*Stated task A*. Return the records unchanged, from their first line through the line containing "(1098, 651)".

— BEGIN Article —

Stream: general

Topic: how much should I worry about alignment on x86?


Jake Goulding (Jul 28 2019 at 17:43, on Zulip):

XXHash (and thus twox-hash) derives a large part of its speed from treating &[u8] as &[u64] (or &[u32]). I recently rewrote it to take advantage of slice::align_to, which made the code much nicer (hooray!). However, it also tanked the performance for unaligned input data (e.g. 10.5 Gb/sec -> 4.5 Gb/sec).

Would it be (a) correct and (b) memory safe to ignore this alignment on X86 / X86_64 only, falling back to the align_to version on other platforms?

RalfJ (Jul 28 2019 at 18:05, on Zulip):

Doing an unaligned load is UB in Rust no matter the target architecture

RalfJ (Jul 28 2019 at 18:06, on Zulip):

we set the appropriate attributes so LLVM will optimize assuming pointers are aligned

RalfJ (Jul 28 2019 at 18:06, on Zulip):

I don't know exactly what this entails, @rkruppe would likely know more -- but for now, the answer to your question is "no" on both accounts

RalfJ (Jul 28 2019 at 18:07, on Zulip):

are you saying that XXHash/twox-hash currently performs such unaligned loads? Or why did things get slowed with align_to?

rkruppe (Jul 28 2019 at 18:17, on Zulip):

Using ptr::read_unaligned instead of references/normal accesses is necessary to the avoid UB Ralf mentioned. That will kill some generic peephole optimizations which probably aren't important for this kind of code, and for x86 it shouldn't influence the final machine code (except the trivial movaps -> movups if any SIMD is introduced).

— END Article —

*Stated task B*. In the forum thread, what happened to the performance for unaligned input data after the code was rewritten to use slice::align_to?

— BEGIN Dataset content —

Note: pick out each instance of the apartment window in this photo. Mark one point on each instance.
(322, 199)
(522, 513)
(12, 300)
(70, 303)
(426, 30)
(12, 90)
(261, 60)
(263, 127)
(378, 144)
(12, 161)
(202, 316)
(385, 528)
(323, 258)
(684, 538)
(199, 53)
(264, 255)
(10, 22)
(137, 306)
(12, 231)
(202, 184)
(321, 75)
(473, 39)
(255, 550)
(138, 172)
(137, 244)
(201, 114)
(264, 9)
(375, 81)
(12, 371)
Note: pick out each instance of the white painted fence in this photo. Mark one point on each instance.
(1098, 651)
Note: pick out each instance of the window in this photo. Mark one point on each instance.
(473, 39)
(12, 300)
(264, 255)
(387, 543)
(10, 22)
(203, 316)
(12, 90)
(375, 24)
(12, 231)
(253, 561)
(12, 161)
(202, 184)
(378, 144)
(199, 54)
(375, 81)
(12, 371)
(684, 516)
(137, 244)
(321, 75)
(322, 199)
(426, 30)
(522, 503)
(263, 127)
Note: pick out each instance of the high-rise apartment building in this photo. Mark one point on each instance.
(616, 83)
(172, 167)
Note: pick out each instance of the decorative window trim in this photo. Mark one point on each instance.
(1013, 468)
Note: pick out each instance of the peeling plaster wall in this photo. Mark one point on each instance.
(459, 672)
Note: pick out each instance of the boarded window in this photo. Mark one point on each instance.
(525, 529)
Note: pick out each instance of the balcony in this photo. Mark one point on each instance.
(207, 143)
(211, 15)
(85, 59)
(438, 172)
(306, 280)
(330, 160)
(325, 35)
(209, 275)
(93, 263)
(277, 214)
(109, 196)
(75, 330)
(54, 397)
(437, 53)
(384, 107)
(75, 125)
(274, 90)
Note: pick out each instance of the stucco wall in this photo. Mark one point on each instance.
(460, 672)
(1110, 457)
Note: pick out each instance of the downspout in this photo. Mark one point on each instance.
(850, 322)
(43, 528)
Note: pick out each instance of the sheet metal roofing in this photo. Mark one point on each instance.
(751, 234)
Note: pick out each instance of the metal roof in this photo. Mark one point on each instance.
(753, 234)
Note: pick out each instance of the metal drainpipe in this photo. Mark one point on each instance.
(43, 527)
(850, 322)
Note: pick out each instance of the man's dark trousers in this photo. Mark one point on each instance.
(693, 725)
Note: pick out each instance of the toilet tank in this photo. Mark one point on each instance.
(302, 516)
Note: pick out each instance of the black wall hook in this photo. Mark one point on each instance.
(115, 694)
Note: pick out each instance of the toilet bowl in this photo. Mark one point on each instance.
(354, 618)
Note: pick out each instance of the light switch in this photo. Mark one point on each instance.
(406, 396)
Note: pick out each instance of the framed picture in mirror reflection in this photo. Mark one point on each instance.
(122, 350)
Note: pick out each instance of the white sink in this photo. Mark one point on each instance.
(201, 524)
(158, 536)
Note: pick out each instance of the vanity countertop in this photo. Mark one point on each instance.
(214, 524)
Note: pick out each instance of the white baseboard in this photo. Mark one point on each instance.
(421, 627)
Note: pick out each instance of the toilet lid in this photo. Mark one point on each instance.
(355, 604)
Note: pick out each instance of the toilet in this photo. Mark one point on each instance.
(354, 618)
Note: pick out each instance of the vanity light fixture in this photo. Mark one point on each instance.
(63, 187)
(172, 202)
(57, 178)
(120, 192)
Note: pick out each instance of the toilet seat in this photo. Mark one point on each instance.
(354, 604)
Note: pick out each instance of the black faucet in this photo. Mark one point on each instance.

— END Dataset content —

*Exercise result A*.
Note: pick out each instance of the apartment window in this photo. Mark one point on each instance.
(322, 199)
(522, 513)
(12, 300)
(70, 303)
(426, 30)
(12, 90)
(261, 60)
(263, 127)
(378, 144)
(12, 161)
(202, 316)
(385, 528)
(323, 258)
(684, 538)
(199, 53)
(264, 255)
(10, 22)
(137, 306)
(12, 231)
(202, 184)
(321, 75)
(473, 39)
(255, 550)
(138, 172)
(137, 244)
(201, 114)
(264, 9)
(375, 81)
(12, 371)
Note: pick out each instance of the white painted fence in this photo. Mark one point on each instance.
(1098, 651)

*Exercise result B*. It dropped from 10.5 Gb/sec to 4.5 Gb/sec.